-- INSTRUCTIONS FOR THE TASK --
Count the lines in the items below that contain the word "tomato", and reply with that number alone.

===============

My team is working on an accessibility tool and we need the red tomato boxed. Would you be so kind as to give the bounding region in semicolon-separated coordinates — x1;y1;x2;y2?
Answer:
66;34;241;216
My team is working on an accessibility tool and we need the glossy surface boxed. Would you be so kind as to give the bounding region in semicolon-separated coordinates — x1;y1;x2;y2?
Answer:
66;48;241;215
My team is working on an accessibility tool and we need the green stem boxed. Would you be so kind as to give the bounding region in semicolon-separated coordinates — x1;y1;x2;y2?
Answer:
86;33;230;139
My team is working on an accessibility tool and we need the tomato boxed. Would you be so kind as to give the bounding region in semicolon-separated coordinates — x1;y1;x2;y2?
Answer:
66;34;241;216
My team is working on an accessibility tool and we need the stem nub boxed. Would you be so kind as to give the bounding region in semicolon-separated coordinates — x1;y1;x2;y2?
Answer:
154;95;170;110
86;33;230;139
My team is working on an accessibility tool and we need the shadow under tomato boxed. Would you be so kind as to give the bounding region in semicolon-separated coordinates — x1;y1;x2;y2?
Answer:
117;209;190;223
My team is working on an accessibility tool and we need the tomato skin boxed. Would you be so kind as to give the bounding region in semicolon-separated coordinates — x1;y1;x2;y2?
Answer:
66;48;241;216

===============

-- SOLUTION TO THE PROBLEM --
4